(Stored items from a collection)
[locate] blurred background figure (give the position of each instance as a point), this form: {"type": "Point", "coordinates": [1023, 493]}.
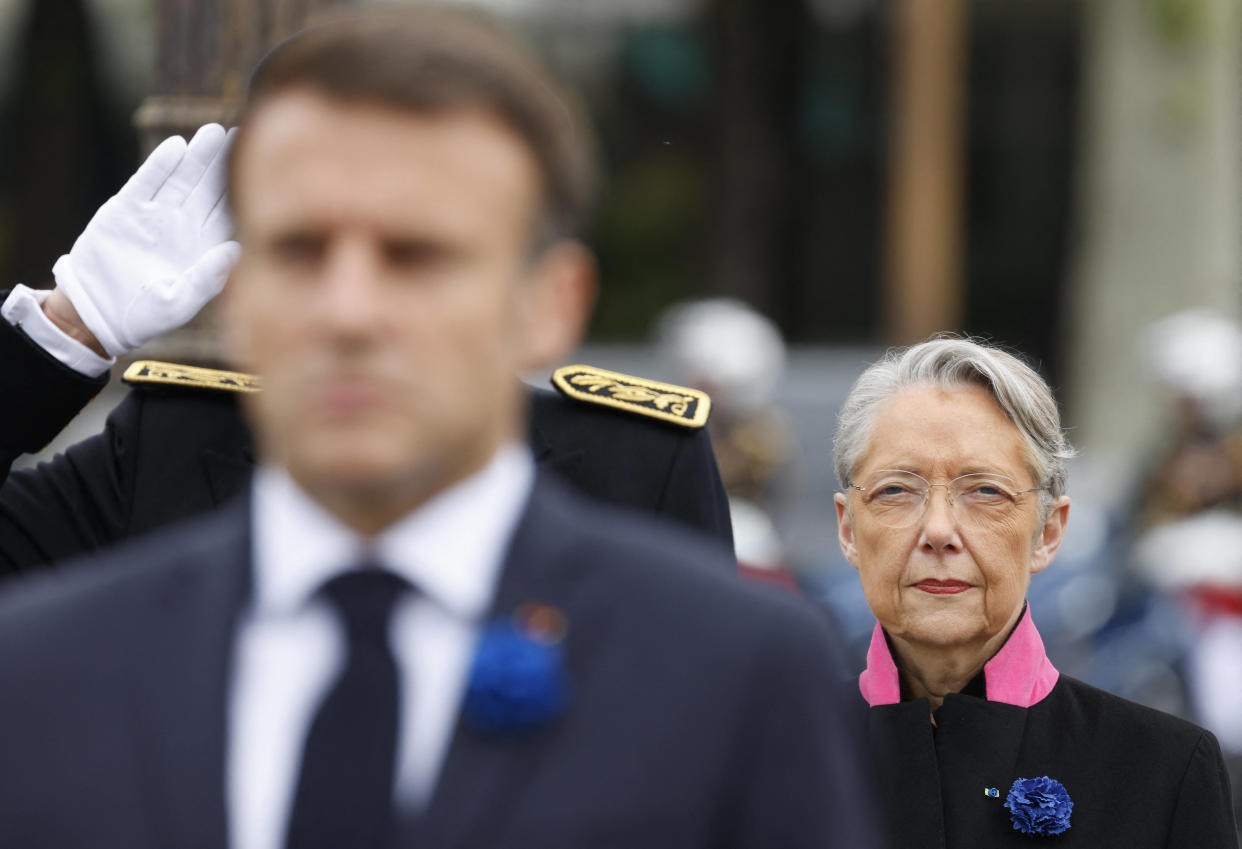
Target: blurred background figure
{"type": "Point", "coordinates": [738, 356]}
{"type": "Point", "coordinates": [1189, 513]}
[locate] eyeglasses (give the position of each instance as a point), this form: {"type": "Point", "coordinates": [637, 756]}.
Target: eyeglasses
{"type": "Point", "coordinates": [898, 499]}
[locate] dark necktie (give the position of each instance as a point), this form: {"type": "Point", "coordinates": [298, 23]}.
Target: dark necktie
{"type": "Point", "coordinates": [344, 793]}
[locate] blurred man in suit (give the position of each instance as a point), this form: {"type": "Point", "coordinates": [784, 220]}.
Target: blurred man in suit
{"type": "Point", "coordinates": [405, 636]}
{"type": "Point", "coordinates": [178, 444]}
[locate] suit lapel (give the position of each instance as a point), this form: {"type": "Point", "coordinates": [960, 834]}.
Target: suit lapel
{"type": "Point", "coordinates": [180, 688]}
{"type": "Point", "coordinates": [226, 472]}
{"type": "Point", "coordinates": [548, 456]}
{"type": "Point", "coordinates": [482, 773]}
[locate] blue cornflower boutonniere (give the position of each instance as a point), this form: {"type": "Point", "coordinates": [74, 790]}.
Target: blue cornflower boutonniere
{"type": "Point", "coordinates": [518, 680]}
{"type": "Point", "coordinates": [1040, 806]}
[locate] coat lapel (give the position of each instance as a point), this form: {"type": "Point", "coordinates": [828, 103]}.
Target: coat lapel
{"type": "Point", "coordinates": [978, 745]}
{"type": "Point", "coordinates": [482, 775]}
{"type": "Point", "coordinates": [548, 456]}
{"type": "Point", "coordinates": [227, 472]}
{"type": "Point", "coordinates": [181, 684]}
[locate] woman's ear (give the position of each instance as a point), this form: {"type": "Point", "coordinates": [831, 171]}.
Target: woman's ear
{"type": "Point", "coordinates": [845, 529]}
{"type": "Point", "coordinates": [563, 288]}
{"type": "Point", "coordinates": [1051, 535]}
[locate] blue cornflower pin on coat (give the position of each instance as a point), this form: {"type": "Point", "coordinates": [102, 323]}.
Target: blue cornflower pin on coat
{"type": "Point", "coordinates": [1040, 806]}
{"type": "Point", "coordinates": [518, 680]}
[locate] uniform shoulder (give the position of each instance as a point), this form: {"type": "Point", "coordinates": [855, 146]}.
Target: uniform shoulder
{"type": "Point", "coordinates": [153, 374]}
{"type": "Point", "coordinates": [627, 394]}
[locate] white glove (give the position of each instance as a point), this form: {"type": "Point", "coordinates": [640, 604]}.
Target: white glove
{"type": "Point", "coordinates": [157, 251]}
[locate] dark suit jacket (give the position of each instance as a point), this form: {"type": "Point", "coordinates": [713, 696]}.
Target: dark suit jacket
{"type": "Point", "coordinates": [704, 710]}
{"type": "Point", "coordinates": [172, 452]}
{"type": "Point", "coordinates": [1138, 778]}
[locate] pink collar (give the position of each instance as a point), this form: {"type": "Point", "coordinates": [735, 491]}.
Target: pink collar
{"type": "Point", "coordinates": [1019, 674]}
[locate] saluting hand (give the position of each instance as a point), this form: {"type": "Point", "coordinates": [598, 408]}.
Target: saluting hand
{"type": "Point", "coordinates": [154, 253]}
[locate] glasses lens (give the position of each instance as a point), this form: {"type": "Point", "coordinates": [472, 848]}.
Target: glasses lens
{"type": "Point", "coordinates": [896, 499]}
{"type": "Point", "coordinates": [984, 497]}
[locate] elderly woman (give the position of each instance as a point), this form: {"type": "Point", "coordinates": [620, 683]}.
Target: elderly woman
{"type": "Point", "coordinates": [951, 464]}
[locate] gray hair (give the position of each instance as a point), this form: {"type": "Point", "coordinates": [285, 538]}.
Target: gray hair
{"type": "Point", "coordinates": [951, 363]}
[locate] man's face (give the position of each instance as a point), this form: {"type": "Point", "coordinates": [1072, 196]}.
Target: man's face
{"type": "Point", "coordinates": [384, 294]}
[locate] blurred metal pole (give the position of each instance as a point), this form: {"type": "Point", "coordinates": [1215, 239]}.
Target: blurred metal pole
{"type": "Point", "coordinates": [923, 276]}
{"type": "Point", "coordinates": [205, 51]}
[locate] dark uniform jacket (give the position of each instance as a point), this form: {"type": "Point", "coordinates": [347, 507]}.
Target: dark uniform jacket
{"type": "Point", "coordinates": [169, 452]}
{"type": "Point", "coordinates": [714, 730]}
{"type": "Point", "coordinates": [1138, 778]}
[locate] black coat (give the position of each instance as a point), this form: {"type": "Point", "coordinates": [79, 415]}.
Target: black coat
{"type": "Point", "coordinates": [1138, 778]}
{"type": "Point", "coordinates": [703, 709]}
{"type": "Point", "coordinates": [170, 452]}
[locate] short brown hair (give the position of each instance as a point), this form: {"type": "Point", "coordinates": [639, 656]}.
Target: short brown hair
{"type": "Point", "coordinates": [434, 58]}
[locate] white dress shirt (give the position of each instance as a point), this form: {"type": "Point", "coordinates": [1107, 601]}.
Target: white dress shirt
{"type": "Point", "coordinates": [24, 308]}
{"type": "Point", "coordinates": [291, 646]}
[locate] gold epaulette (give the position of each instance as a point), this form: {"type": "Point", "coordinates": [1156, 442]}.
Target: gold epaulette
{"type": "Point", "coordinates": [667, 402]}
{"type": "Point", "coordinates": [172, 374]}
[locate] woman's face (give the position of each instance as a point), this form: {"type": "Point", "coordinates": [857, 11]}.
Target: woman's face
{"type": "Point", "coordinates": [953, 577]}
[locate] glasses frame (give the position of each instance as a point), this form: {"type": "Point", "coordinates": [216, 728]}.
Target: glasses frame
{"type": "Point", "coordinates": [948, 490]}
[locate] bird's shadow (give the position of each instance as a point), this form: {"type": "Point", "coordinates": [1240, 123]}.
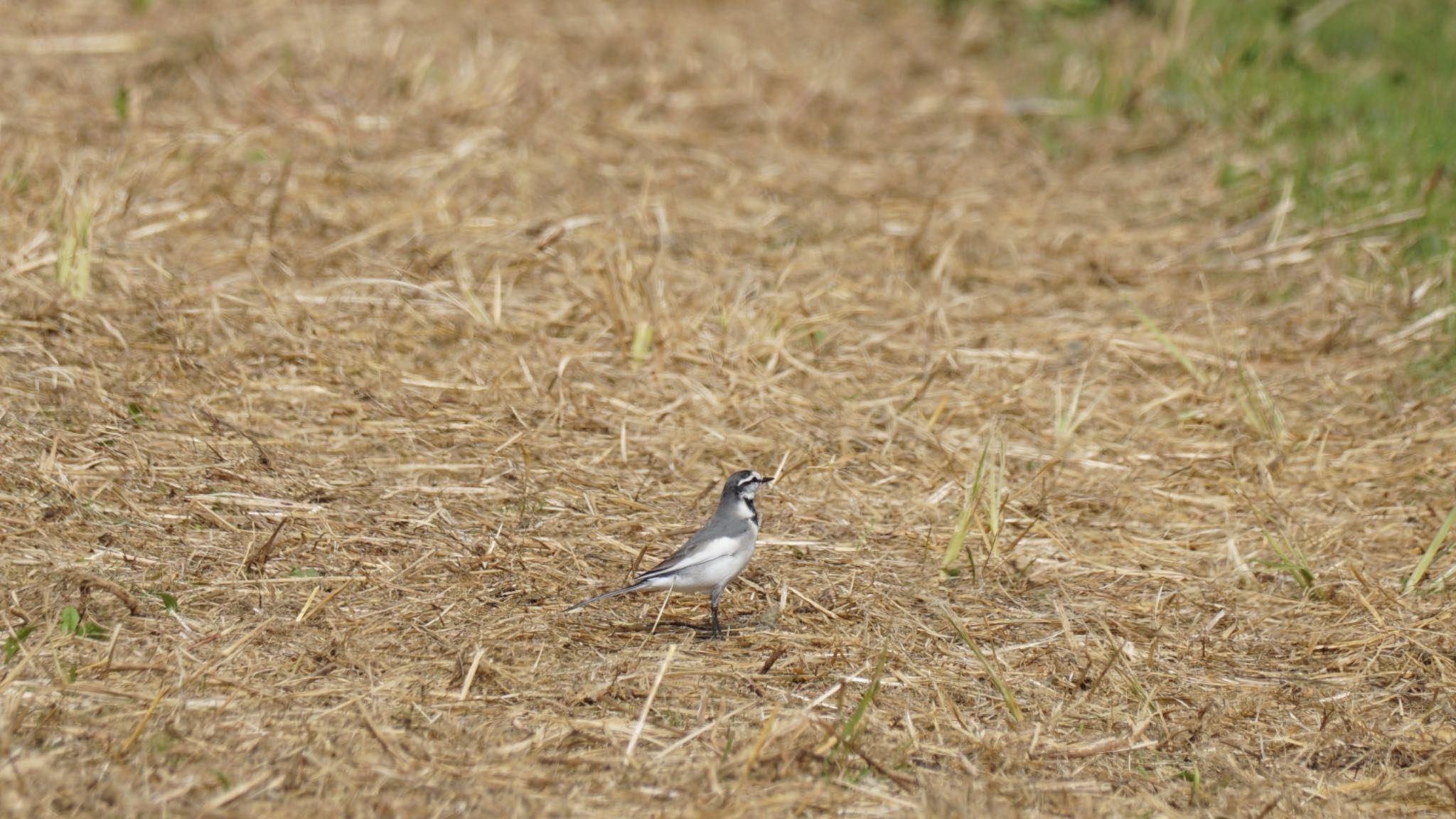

_TASK INSTRUCTIONS_: Swap every "Target" in the data above for "Object" and write all of the data out again, leaving everything else unchanged and omitting the pictures.

_EXERCISE SOLUTION_:
[locate] blurred background figure (give the position of each instance as a point), this form: {"type": "Point", "coordinates": [1023, 493]}.
Object: blurred background figure
{"type": "Point", "coordinates": [738, 356]}
{"type": "Point", "coordinates": [1189, 513]}
[locate] eyeglasses (give the position of each instance as a point), this form: {"type": "Point", "coordinates": [637, 756]}.
Object: eyeglasses
{"type": "Point", "coordinates": [898, 499]}
[locate] dark necktie (give the position of each instance as a point), this form: {"type": "Point", "coordinates": [298, 23]}.
Object: dark necktie
{"type": "Point", "coordinates": [344, 793]}
[locate] blurred man in suit (give the position of each instance as a point), this form: {"type": "Point", "coordinates": [784, 220]}.
Object: blurred man in suit
{"type": "Point", "coordinates": [405, 636]}
{"type": "Point", "coordinates": [178, 444]}
[locate] suit lapel (give the position of each instance as a point), this form: {"type": "Point", "coordinates": [960, 834]}.
Object: suit lapel
{"type": "Point", "coordinates": [180, 688]}
{"type": "Point", "coordinates": [226, 472]}
{"type": "Point", "coordinates": [548, 456]}
{"type": "Point", "coordinates": [482, 773]}
[locate] blue cornflower boutonniere (give the position of each instance as a point), this form: {"type": "Point", "coordinates": [74, 790]}.
Object: blue cornflower boutonniere
{"type": "Point", "coordinates": [518, 680]}
{"type": "Point", "coordinates": [1040, 806]}
[locate] coat lapel (give the position of each instance as a point), this form: {"type": "Point", "coordinates": [828, 103]}.
Object: coat lapel
{"type": "Point", "coordinates": [978, 745]}
{"type": "Point", "coordinates": [482, 775]}
{"type": "Point", "coordinates": [548, 456]}
{"type": "Point", "coordinates": [227, 472]}
{"type": "Point", "coordinates": [181, 684]}
[locate] woman's ear (give the position of each instance as a point), this form: {"type": "Point", "coordinates": [831, 171]}.
Object: woman's ear
{"type": "Point", "coordinates": [845, 529]}
{"type": "Point", "coordinates": [563, 288]}
{"type": "Point", "coordinates": [1051, 535]}
[locate] blue cornflower pin on coat (give the position of each instance as a point), this form: {"type": "Point", "coordinates": [102, 323]}.
Object: blue cornflower pin on coat
{"type": "Point", "coordinates": [1040, 806]}
{"type": "Point", "coordinates": [518, 680]}
[locate] uniform shoulder (give the position of each instance as a point), this form: {"type": "Point", "coordinates": [855, 146]}.
Object: uniform shoulder
{"type": "Point", "coordinates": [153, 374]}
{"type": "Point", "coordinates": [627, 394]}
[locate] white glove (give the position of each instance as a point), this form: {"type": "Point", "coordinates": [640, 604]}.
Object: white glove
{"type": "Point", "coordinates": [157, 251]}
[locate] dark suit jacket (give the position of each instance as a point), this form: {"type": "Point", "coordinates": [713, 696]}.
Object: dark suit jacket
{"type": "Point", "coordinates": [704, 710]}
{"type": "Point", "coordinates": [172, 452]}
{"type": "Point", "coordinates": [1138, 778]}
[locate] pink collar (give the position of each instance as a point), this form: {"type": "Point", "coordinates": [735, 491]}.
Object: pink collar
{"type": "Point", "coordinates": [1019, 674]}
[locate] saluting hand (give the position of each instance as a point), this form: {"type": "Point", "coordinates": [598, 408]}.
Object: saluting hand
{"type": "Point", "coordinates": [154, 253]}
[locate] glasses lens (give the position of each instance as a point), this form: {"type": "Point", "coordinates": [472, 848]}.
Object: glasses lens
{"type": "Point", "coordinates": [896, 499]}
{"type": "Point", "coordinates": [984, 497]}
[locate] elderly woman (give the position of each instance as a point), this form: {"type": "Point", "coordinates": [620, 683]}.
Object: elderly woman
{"type": "Point", "coordinates": [951, 464]}
[locate] gray hair (give the position of each instance as a point), this form: {"type": "Point", "coordinates": [285, 538]}.
Object: gray hair
{"type": "Point", "coordinates": [951, 363]}
[locate] man's face (give the position of each instance as a point), this form: {"type": "Point", "coordinates": [1072, 196]}.
Object: man's face
{"type": "Point", "coordinates": [384, 294]}
[locate] blurred metal pole (give the position of each instance as a point), this form: {"type": "Point", "coordinates": [1215, 239]}.
Object: blurred metal pole
{"type": "Point", "coordinates": [923, 276]}
{"type": "Point", "coordinates": [205, 51]}
[locate] dark uniform jacket (give the position of each instance as a point), this form: {"type": "Point", "coordinates": [347, 507]}.
Object: dark uniform jacket
{"type": "Point", "coordinates": [169, 452]}
{"type": "Point", "coordinates": [714, 730]}
{"type": "Point", "coordinates": [1138, 778]}
[locate] black coat (give the position of each instance as a point), this form: {"type": "Point", "coordinates": [79, 415]}.
Object: black coat
{"type": "Point", "coordinates": [1138, 778]}
{"type": "Point", "coordinates": [703, 709]}
{"type": "Point", "coordinates": [170, 452]}
[locate] short brown hair (give the position of each instance as a point), this form: {"type": "Point", "coordinates": [639, 656]}.
Object: short brown hair
{"type": "Point", "coordinates": [434, 58]}
[locate] white dress shirt (give the position of each instance as a point), this form: {"type": "Point", "coordinates": [1107, 601]}.
Object: white dress shirt
{"type": "Point", "coordinates": [24, 308]}
{"type": "Point", "coordinates": [291, 646]}
[locate] gold epaulette (give the position of each instance as a point), this form: {"type": "Point", "coordinates": [1156, 442]}.
Object: gold epaulette
{"type": "Point", "coordinates": [667, 402]}
{"type": "Point", "coordinates": [172, 374]}
[locate] woman's face (give the position of each instance as a point), this form: {"type": "Point", "coordinates": [857, 11]}.
Object: woman's face
{"type": "Point", "coordinates": [953, 577]}
[locate] glasses frame (give the position of each instance as a point), this form: {"type": "Point", "coordinates": [216, 728]}.
Object: glasses frame
{"type": "Point", "coordinates": [948, 490]}
[locate] bird's shadow (give the position of each instance as a point), this form: {"type": "Point", "coordinates": [1240, 123]}.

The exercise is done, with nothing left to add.